## [TASK INSTRUCTIONS]
State how many lines in the data below contain the word "roof". Give only the number.

## [THE INPUT]
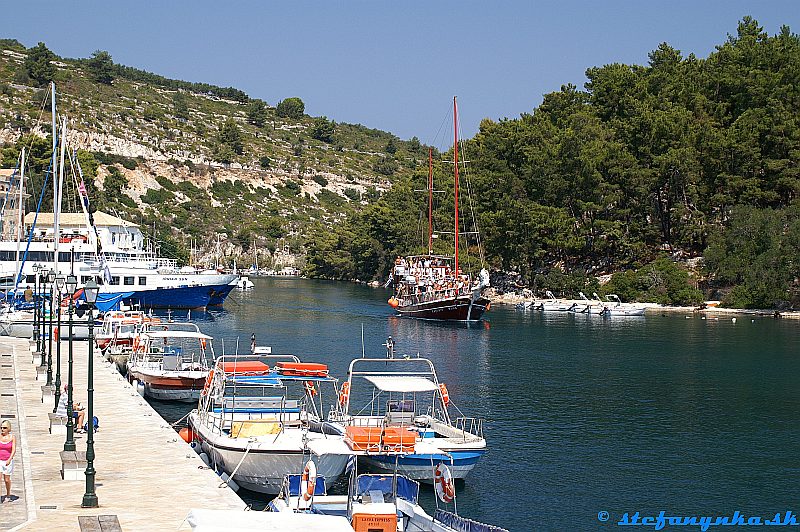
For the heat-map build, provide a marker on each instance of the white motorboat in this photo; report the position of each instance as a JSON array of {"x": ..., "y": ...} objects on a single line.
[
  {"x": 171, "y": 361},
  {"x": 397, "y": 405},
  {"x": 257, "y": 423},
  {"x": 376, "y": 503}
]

...

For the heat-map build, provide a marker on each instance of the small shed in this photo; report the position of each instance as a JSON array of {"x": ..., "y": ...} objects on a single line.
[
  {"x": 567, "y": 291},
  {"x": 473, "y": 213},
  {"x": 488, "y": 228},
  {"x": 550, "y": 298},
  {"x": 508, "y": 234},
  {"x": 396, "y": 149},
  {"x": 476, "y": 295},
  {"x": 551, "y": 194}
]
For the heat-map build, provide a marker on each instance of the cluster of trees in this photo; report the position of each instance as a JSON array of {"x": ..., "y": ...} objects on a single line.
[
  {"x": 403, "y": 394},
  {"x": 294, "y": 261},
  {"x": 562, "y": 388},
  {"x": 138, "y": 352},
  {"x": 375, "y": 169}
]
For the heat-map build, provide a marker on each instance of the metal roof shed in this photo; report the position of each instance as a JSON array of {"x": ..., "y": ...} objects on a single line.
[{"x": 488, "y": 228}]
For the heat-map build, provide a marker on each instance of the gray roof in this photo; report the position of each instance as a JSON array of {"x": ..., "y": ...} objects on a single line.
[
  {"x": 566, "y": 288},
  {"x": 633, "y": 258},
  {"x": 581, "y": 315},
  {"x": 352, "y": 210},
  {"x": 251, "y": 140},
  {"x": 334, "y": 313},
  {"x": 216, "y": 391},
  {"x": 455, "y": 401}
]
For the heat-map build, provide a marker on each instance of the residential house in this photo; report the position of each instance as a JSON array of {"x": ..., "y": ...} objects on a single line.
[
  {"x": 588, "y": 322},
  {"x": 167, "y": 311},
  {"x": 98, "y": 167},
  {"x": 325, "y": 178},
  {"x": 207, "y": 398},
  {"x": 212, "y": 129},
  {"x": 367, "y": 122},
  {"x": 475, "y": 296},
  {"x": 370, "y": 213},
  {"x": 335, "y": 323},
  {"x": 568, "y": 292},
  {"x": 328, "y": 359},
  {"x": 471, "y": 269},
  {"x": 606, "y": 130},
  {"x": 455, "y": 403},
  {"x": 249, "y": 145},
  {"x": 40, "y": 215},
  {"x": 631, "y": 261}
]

* * *

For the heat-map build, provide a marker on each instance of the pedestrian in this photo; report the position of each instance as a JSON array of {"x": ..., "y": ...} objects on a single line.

## [TASK OUTPUT]
2